- [Text block]:
□ □ □ □ □ □ □
= Pflanzengarten Bad Schandau =

Botanical garden in Saxony, Germany

The Pflanzengarten Bad Schandau (6100 m^{2}) is a botanical garden located in the Saxon Switzerland National Park on the Kirnitzschtalstraße (Kirnitzsch valley), Bad Schandau, Saxony, Germany. It is open daily from April to October.

The garden opened in 1902 as the Regionalbotanischer Garten Sachsens (Saxon Regional Botanical Garden), with a goal of preserving local plants, including rare poisonous and medicinal plants. As of 2002, it contained nearly 1000 taxa from cool and moist climates around the world, but focuses on plants of the Saxon Switzerland area, including 323 species from the area, of which about 80 species were protected or on Saxony's Red List.
□ □ □ □ □ □ □
Dataset entries
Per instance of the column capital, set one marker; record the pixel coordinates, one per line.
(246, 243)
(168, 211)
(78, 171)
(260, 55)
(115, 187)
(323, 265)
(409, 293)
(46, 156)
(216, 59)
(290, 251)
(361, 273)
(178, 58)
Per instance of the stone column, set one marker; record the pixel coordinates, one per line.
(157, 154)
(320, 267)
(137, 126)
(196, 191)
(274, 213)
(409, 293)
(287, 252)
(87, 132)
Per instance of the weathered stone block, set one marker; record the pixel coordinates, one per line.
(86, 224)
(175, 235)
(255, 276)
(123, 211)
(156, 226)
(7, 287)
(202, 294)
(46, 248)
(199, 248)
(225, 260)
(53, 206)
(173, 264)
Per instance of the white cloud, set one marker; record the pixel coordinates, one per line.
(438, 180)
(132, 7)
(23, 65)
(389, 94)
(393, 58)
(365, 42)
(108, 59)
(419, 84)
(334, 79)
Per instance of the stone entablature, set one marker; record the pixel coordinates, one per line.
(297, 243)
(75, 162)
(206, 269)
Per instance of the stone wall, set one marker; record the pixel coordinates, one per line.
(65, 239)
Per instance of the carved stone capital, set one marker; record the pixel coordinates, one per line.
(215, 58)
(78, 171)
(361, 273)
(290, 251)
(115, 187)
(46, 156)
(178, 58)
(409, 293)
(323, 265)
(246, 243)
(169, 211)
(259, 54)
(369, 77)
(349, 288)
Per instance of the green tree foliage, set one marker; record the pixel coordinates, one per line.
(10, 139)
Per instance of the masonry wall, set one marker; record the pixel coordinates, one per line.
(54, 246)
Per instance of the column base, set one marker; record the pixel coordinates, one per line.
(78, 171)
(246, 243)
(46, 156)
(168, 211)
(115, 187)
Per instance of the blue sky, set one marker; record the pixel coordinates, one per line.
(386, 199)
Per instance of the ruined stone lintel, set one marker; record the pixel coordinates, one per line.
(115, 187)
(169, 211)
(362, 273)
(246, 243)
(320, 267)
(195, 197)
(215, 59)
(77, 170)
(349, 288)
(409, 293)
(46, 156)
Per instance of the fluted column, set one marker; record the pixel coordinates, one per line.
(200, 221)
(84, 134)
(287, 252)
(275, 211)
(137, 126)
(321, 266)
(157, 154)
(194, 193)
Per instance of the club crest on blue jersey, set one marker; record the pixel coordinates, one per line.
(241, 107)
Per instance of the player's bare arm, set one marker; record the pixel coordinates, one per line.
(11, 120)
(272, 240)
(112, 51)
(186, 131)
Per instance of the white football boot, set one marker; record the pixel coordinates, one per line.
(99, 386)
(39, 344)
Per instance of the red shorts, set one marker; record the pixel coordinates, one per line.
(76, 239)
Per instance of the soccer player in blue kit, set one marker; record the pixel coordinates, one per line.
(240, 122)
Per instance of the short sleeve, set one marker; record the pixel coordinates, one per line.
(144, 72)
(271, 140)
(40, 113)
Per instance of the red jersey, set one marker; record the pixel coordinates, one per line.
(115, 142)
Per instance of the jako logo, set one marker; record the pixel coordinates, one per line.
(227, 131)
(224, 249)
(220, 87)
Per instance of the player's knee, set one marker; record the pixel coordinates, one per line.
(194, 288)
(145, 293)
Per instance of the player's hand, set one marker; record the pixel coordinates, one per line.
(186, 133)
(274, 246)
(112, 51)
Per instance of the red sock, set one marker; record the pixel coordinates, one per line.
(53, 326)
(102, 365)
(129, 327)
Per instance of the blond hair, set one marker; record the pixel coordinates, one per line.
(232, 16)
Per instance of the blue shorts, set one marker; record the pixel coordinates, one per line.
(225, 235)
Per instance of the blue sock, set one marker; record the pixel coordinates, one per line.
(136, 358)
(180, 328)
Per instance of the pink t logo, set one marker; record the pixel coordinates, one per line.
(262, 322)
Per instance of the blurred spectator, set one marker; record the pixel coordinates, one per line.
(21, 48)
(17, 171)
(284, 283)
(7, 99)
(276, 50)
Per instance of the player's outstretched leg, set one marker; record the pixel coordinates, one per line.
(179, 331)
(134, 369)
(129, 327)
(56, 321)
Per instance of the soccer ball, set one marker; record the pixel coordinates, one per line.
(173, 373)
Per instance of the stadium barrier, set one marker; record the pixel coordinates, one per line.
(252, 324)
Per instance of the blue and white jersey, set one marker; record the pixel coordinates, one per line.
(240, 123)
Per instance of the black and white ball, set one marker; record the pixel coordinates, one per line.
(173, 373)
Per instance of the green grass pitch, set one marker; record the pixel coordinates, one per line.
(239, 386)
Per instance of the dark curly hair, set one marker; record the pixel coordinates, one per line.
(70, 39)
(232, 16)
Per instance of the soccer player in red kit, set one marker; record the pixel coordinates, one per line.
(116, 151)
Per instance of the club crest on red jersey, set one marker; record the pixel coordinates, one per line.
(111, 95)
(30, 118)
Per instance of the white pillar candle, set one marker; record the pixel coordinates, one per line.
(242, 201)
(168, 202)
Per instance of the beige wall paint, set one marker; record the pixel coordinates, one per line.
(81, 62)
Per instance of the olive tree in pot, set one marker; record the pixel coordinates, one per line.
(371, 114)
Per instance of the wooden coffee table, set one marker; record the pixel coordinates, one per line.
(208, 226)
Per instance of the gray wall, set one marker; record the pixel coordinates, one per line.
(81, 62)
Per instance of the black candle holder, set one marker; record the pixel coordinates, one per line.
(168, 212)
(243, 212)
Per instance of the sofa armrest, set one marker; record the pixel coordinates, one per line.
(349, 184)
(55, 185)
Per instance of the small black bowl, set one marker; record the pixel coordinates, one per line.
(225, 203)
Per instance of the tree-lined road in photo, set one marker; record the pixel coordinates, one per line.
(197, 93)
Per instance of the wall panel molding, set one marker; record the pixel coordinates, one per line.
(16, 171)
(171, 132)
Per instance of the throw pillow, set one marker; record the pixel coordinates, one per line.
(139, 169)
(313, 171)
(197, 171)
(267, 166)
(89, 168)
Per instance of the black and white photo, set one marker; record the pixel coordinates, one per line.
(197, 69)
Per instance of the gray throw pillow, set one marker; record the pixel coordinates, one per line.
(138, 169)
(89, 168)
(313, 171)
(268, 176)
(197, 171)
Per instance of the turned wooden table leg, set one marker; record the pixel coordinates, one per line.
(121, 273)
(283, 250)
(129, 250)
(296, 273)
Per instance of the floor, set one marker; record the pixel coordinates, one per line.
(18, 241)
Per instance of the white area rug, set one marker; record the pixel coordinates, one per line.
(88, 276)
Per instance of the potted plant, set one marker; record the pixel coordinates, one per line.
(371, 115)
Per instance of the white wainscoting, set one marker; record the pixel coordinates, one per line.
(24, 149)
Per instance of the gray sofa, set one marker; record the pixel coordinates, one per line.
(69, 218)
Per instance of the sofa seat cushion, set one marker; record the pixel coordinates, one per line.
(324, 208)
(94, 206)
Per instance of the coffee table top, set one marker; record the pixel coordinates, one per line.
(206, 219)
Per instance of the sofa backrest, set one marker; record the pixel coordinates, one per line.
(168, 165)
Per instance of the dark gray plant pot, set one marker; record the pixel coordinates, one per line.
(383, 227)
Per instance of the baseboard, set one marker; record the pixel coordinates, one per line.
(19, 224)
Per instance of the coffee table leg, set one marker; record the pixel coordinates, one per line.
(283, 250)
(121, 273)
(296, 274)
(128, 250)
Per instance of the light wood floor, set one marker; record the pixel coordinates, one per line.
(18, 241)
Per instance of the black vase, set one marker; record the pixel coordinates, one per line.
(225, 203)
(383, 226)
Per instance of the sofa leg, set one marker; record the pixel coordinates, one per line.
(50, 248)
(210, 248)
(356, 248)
□ □ □ □ □ □ □
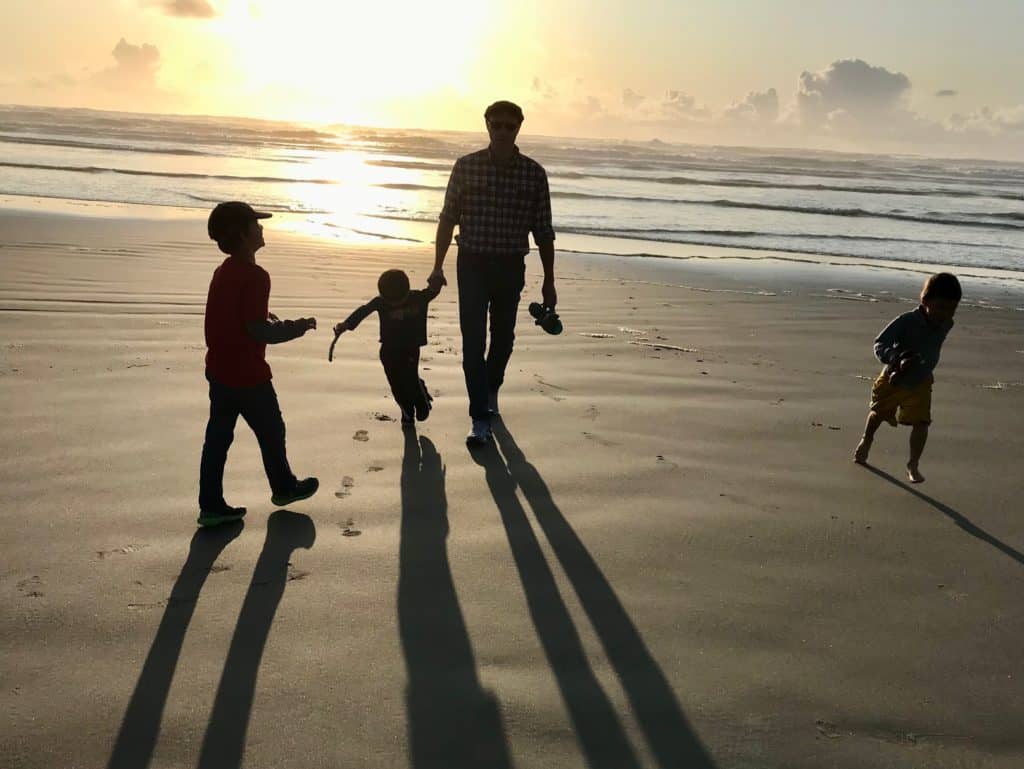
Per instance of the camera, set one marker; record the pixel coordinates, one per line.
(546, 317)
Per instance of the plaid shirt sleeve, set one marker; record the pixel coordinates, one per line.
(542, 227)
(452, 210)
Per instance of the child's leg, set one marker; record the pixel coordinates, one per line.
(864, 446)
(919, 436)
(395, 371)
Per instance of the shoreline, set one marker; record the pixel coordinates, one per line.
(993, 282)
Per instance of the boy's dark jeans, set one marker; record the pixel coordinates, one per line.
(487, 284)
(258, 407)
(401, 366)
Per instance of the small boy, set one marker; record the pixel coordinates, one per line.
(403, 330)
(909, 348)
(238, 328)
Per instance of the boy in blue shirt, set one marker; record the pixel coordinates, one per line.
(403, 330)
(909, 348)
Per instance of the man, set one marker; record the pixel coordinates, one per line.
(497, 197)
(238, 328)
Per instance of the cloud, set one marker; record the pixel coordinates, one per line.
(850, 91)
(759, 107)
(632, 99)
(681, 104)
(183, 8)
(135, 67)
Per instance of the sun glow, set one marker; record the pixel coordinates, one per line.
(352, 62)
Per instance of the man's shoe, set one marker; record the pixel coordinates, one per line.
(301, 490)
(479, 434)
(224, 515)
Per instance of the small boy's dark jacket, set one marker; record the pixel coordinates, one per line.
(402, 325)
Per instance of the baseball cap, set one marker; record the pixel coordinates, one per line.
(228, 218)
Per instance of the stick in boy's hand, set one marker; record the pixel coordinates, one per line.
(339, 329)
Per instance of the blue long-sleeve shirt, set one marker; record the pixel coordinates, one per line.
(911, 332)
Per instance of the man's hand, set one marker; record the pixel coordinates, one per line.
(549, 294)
□ □ □ □ □ □ □
- [Tasks for this exercise]:
a – Output the stretch of the Pflanzengarten Bad Schandau text from "The Pflanzengarten Bad" through "Saxony's Red List.".
b – Go on with the text about the Pflanzengarten Bad Schandau, starting after its final sentence.
The dataset entries are drawn from a source unrelated to the text.

- [Expected responses]:
a –
The Pflanzengarten Bad Schandau (6100 m^{2}) is a botanical garden located in the Saxon Switzerland National Park on the Kirnitzschtalstraße (Kirnitzsch valley), Bad Schandau, Saxony, Germany. It is open daily from April to October.

The garden opened in 1902 as the Regionalbotanischer Garten Sachsens (Saxon Regional Botanical Garden), with a goal of preserving local plants, including rare poisonous and medicinal plants. As of 2002, it contained nearly 1000 taxa from cool and moist climates around the world, but focuses on plants of the Saxon Switzerland area, including 323 species from the area, of which about 80 species were protected or on Saxony's Red List.

b –
== Things to do in Bad Schandau ==
There's an abundance of things to see and do throughout the Bad Schandau area, alongside the gardens, including:

- The Spa Park
- Kirnitzchtal Railway
- St. John's Church
- The Sendigbrunnen Fountain
- Schomburg Castle Ruins
- Ostrau Sendigvillen Wooden Villas
- Elbe Sandstone Mountains Museum (open from February to December)
- High-top Viewing Platform (which can be accessed via a historic passenger elevator), providing views of the town.
- Botanical Gardens
- Library
- National Park Centre
- City & Guided Tours

== Gastronomy ==
The areas gastronomy is very much focused on the use of seasonal and regional ingredients, with restaurants, pubs, and traditional taverns. There are plenty of indoor and in-nature options.